Unfortunately, wives will very often buy into this. Husband complains about something not being clean, and obviously she’s supposed to take care of it. I don’t know how many of my friends have complained about this exact scenario. What she should say is, “If you want it clean, you have two arms and a brain: put them to work.” Instead she excuses the behavior and comes up with some excuse why he can’t do it…yet resents him the whole time. And there we see the lack of communication: if you want him to do it, don’t give him the silent treatment…tell him to do it! (Although I can tell you that asking nicely is always important…no matter who is doing the asking.)
I think a lot of women put up with it because the alternative seems a lot scarier: leaving the husband and doing it all on your own. (And having done that, I can say it’s pretty rough.) I’m sure a lot of women think it’s worth putting up with because they don’t feel (maybe rightly so) that they can handle that amount of work (although I suspect a lot of them won’t find that it’s THAT much more work). I think a lot of them also don’t see it as a problem with the relationship, so it’s not worth leaving him over. I don’t agree with that view, however, because I see this particular issue as a reflection of how the whole relationship operates.
So my opinion is this: he sees his role as worth more than her being less overwhelmed, and she won’t express how important it is to her or is too insecure to confront him. Quite possibly, this is exactly what they observed in relationships when they were younger. They are emulating that because they aren’t sure how to do it any differently or haven’t gotten sick enough of it to try.
To me, this is just a reflection that making decisions about household work has nothing to do with loving the spouse and more to do with how you view gender roles. Women do x while men do y. If you think a man can’t do x, then you are viewing your spouse through a gendered lens which is likely to override things like honest communication and caring in a relationship. How many times does the spouse who refuses to help with work make a point of saying how much they appreciate the spouse who is? Or do they just complain about things that aren’t done? Do they ever offer to help out when it’s apparent the spouse who is ‘supposed’ to do the work doesn’t get it done? My observation is that they don’t often appreciate the contribution of the spouse who is supposed to do the work, or if they do, they seldom vocalize such appreciation…or offer to help. This is what wives are supposed to do, and there is seldom the question asked, “But is this right for OUR relationship?” And if that question isn’t being asked about the housework, what about the other roles that each has?
Getting specific, we have a fairly inequitable division of labor (strictly in terms of housework) in our house right now, and I am the beneficiary of it. I wasn’t always the beneficiary. When my husband was doing his PhD, I was helping out a lot more than I do now. I had a summer off between my BS and MS, and the house was completely spotless. On the other hand, when I was prepping for my orals, my husband was driving down the Minneapolis and spent the weekend taking care of cleaning and laundry. He still does that right now as he’s ‘only’ doing a full-time job, while I’m working part-time, working on a dissertation, and dealing with partial homeschooling and general running around of offspring. And we’ve both gotten so overwhelmed that we had to hire a cleaner as well as expecting the older boy to help around the house much more. (And, to be perfectly honest, our house is still not in good shape.) We do it this way because, in terms of who has time when, it makes sense.
He has and probably always will make more money than me. Significantly more. And he has never once held that over my head nor used that as an excuse for why he couldn’t do something. I therefore think it has nothing to do with money, although people use that to justify their position.

WHAT NEEDS TO BE DONE -> Using the essay on dividing housework, mark each statement yes or no and quote the words from the essay that decide it. 1. The writer's husband earns more money than the writer. 2. The couple manages the housework without any outside help. 3. The writer sees the housework issue as separate from how the whole relationship operates.

RECORDED DATA ->
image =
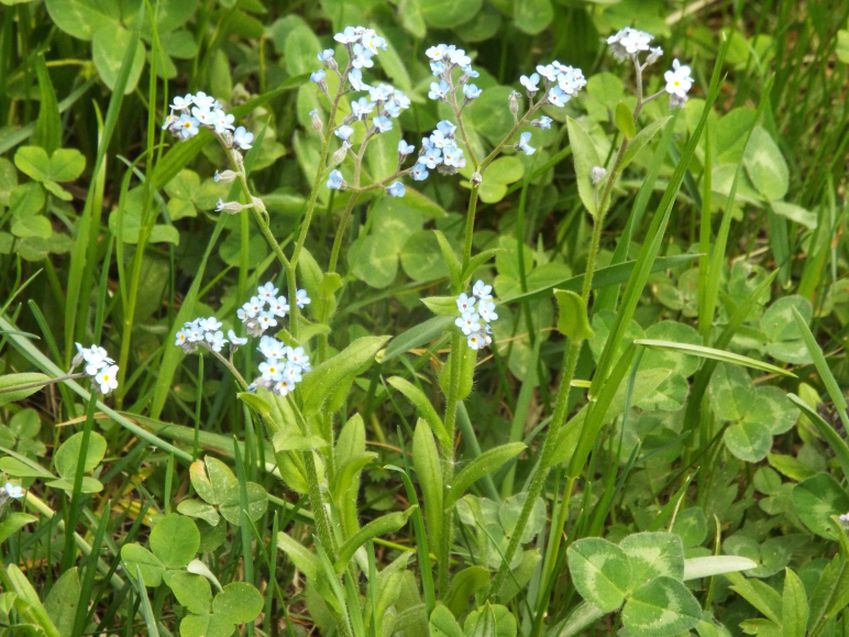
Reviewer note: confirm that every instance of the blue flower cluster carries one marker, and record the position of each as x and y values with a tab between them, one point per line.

==

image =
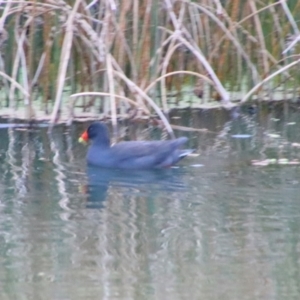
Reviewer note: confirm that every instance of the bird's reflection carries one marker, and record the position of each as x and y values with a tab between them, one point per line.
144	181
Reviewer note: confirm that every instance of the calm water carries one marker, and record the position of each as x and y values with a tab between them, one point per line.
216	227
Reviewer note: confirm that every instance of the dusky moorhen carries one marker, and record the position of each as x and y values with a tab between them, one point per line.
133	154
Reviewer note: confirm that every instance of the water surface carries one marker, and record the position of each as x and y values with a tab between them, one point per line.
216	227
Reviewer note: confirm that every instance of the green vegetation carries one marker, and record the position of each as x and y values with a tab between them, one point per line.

==

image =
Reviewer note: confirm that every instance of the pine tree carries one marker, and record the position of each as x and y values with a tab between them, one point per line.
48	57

THE RESULT ->
1. Yes: "He has and probably always will make more money than me."
2. No: "we had to hire a cleaner as well as expecting the older boy to help around the house much more."
3. No: "I see this particular issue as a reflection of how the whole relationship operates."